- **What the task asks**
Each line containing the string "reported" should be copied out of the entries.

- **Provided material**
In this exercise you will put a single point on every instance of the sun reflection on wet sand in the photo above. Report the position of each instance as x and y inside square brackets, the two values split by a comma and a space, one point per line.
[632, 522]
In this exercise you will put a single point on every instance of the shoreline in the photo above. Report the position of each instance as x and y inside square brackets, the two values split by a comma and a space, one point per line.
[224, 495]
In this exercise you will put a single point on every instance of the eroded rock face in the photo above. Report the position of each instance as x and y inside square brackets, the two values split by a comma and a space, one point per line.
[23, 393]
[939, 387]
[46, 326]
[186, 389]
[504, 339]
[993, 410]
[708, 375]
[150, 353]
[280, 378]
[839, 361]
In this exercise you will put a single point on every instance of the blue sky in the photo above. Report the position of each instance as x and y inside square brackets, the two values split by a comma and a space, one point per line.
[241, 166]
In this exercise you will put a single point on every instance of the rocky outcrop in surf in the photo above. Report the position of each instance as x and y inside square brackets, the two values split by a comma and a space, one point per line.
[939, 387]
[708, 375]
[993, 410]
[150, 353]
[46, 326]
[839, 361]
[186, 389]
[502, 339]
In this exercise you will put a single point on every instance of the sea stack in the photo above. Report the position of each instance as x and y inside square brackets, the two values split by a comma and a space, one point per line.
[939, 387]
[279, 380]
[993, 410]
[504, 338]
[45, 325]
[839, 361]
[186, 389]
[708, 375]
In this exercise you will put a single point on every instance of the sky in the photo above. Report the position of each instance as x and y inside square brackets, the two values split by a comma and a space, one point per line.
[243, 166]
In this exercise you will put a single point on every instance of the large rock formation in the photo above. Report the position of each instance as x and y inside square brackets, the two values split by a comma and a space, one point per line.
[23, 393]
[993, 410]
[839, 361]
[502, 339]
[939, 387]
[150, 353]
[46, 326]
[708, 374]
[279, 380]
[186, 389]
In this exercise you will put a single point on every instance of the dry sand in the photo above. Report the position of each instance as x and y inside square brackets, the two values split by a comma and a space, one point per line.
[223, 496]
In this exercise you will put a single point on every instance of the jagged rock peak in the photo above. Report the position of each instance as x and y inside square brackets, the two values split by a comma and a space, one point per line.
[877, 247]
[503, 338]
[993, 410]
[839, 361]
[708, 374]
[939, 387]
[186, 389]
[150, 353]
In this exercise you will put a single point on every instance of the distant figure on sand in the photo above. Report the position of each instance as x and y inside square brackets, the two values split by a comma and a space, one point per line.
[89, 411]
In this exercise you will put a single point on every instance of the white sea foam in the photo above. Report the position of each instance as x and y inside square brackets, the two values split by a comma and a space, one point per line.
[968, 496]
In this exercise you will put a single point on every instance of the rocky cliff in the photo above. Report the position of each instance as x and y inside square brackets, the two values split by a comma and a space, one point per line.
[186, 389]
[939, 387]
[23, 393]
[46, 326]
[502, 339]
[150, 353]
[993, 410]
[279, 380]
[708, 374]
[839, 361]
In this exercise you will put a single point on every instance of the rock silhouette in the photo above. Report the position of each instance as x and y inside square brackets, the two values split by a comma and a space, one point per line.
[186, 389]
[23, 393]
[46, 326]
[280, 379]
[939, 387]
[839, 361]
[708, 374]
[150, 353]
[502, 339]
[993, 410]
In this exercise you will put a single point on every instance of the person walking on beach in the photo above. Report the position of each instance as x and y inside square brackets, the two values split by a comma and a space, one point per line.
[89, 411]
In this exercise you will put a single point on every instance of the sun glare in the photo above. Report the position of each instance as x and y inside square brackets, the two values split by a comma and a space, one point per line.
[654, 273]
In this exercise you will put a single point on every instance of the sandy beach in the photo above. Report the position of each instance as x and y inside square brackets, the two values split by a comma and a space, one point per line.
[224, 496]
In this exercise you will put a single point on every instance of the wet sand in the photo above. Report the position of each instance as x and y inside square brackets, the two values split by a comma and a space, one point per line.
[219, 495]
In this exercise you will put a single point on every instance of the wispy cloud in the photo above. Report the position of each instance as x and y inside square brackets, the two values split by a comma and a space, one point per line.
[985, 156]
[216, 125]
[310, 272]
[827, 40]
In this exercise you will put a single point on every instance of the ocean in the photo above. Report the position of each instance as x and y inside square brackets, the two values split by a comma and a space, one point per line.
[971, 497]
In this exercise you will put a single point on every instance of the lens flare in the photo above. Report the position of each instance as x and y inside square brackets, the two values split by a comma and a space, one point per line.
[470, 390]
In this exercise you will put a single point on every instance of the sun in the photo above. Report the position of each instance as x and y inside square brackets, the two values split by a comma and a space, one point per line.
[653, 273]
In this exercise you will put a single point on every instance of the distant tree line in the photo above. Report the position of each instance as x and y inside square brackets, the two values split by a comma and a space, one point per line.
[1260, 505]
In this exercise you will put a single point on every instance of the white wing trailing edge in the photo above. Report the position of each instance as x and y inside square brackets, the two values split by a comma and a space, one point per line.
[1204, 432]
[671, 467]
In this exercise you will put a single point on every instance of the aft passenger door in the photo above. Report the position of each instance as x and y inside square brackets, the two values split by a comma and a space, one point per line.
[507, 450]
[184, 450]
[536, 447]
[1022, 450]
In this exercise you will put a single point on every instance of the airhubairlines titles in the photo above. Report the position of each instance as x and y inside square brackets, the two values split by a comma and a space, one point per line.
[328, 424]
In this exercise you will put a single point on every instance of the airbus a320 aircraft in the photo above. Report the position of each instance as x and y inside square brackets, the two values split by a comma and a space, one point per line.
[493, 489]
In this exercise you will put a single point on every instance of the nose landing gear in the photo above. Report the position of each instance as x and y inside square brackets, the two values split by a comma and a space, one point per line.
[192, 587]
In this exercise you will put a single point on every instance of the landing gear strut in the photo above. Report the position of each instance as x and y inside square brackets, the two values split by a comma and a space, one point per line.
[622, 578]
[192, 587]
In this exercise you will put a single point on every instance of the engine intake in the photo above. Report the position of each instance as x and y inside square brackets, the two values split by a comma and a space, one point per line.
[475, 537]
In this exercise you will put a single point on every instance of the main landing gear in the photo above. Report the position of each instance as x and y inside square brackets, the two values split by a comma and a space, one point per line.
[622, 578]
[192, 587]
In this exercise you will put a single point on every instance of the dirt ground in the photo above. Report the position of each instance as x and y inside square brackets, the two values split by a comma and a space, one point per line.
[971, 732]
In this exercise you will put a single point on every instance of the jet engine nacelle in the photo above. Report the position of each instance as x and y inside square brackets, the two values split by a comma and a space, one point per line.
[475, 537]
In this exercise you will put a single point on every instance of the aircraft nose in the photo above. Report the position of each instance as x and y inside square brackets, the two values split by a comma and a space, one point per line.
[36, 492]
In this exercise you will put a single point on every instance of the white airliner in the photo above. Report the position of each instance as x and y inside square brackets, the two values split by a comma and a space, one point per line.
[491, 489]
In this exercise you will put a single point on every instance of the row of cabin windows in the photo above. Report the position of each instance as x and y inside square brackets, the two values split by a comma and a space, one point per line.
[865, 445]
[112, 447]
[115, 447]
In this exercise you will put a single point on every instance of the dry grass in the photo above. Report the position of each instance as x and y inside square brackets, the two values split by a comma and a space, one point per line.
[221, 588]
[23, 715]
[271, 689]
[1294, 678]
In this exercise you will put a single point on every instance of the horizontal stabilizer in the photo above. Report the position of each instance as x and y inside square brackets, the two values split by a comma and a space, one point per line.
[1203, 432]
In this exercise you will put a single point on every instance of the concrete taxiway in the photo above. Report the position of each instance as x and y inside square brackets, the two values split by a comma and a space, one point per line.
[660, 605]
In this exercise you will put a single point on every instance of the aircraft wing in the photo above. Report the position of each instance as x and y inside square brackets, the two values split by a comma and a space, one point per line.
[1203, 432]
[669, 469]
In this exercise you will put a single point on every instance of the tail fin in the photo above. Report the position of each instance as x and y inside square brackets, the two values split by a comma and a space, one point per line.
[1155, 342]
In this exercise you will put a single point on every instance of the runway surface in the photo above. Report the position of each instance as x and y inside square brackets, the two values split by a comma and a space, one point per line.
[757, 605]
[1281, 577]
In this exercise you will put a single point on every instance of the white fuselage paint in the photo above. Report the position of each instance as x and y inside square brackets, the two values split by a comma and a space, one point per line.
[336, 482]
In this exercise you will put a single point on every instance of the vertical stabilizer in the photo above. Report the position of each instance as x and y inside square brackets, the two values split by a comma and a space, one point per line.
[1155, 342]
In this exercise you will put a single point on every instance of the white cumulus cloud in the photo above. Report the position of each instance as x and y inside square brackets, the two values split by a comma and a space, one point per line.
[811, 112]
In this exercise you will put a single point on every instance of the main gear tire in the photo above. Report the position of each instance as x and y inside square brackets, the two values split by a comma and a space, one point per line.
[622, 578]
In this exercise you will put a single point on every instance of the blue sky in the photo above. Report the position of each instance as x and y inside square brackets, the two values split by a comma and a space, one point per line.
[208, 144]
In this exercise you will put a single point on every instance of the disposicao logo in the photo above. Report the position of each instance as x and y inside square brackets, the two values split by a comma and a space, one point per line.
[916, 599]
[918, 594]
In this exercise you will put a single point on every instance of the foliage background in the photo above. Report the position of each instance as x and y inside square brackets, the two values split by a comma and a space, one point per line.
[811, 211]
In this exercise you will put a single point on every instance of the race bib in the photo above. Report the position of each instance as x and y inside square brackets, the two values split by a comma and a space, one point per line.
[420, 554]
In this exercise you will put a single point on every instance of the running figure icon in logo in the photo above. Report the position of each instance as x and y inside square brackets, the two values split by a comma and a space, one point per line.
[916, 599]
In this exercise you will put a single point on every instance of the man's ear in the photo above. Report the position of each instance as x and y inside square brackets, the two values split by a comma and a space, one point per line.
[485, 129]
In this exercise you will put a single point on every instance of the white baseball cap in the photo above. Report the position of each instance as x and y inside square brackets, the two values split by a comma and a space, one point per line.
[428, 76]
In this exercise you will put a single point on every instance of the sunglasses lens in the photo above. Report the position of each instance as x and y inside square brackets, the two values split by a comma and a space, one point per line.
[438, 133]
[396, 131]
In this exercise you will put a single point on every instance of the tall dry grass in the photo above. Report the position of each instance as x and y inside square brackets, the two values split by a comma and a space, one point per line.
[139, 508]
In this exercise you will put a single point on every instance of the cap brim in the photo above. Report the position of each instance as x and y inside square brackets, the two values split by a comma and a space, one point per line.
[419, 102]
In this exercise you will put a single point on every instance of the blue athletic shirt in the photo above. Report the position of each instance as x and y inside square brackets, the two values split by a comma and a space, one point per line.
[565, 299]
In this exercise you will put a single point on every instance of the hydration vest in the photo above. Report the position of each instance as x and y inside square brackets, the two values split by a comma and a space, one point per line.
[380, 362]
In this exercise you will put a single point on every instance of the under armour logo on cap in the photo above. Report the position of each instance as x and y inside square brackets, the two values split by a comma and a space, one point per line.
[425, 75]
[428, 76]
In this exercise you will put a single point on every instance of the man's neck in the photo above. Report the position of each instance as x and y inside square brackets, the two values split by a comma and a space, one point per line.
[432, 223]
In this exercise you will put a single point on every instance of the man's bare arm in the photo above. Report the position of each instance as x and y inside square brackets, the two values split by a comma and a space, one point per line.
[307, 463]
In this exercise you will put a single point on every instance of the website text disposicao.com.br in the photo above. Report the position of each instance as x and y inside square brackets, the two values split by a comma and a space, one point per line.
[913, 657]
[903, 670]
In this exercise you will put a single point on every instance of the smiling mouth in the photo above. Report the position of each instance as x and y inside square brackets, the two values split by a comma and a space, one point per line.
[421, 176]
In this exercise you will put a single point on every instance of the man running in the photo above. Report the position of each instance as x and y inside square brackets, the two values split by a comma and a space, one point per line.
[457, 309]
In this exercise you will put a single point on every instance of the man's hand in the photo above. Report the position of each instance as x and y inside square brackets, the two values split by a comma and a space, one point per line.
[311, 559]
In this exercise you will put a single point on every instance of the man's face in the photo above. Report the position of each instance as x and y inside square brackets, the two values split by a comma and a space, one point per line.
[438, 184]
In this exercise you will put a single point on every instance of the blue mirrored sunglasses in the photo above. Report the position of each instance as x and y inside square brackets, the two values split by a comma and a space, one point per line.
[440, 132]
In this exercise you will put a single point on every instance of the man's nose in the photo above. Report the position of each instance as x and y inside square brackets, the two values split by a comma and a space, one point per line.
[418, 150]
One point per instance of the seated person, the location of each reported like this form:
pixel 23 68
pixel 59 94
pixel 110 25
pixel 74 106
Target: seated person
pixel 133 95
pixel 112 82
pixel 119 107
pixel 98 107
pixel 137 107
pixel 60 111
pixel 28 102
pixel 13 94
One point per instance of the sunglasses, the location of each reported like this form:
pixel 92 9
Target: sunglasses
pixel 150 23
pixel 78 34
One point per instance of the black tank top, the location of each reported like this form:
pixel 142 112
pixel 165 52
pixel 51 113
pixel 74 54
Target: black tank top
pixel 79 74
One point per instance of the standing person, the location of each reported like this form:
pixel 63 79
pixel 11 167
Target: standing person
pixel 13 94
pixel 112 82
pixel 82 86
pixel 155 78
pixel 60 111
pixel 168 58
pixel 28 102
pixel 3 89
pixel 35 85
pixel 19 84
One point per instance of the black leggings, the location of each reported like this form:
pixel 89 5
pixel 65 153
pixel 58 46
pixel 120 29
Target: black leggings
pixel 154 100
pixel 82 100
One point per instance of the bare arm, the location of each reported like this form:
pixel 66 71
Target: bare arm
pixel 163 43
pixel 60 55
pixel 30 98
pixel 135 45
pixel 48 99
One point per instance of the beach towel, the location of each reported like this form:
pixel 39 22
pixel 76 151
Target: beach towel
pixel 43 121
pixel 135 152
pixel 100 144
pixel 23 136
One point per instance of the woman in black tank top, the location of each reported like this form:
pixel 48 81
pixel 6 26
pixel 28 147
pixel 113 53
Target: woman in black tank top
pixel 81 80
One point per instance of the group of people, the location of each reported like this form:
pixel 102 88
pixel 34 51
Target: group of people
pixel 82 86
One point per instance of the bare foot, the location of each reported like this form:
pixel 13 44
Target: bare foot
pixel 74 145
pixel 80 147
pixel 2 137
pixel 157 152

- **Result of this task**
One point per instance of the seated person, the location of each reported like this form:
One point per instance of the sunglasses, the location of each reported like this form:
One point per instance of the black tank top, the location of each reported like this form:
One point per instance of the standing person, the location of each reported like this form:
One point per instance of the black leggings, the location of each reported like this form:
One point per instance of the bare arm, the location of each reported like this form:
One point per instance of the beach towel, the location of each reported like this form:
One point per instance of the woman in black tank top, the location of each reported like this form:
One point per instance of the group of people, the location of each reported like this form:
One point per instance of the bare foot, the location of each reported like this form:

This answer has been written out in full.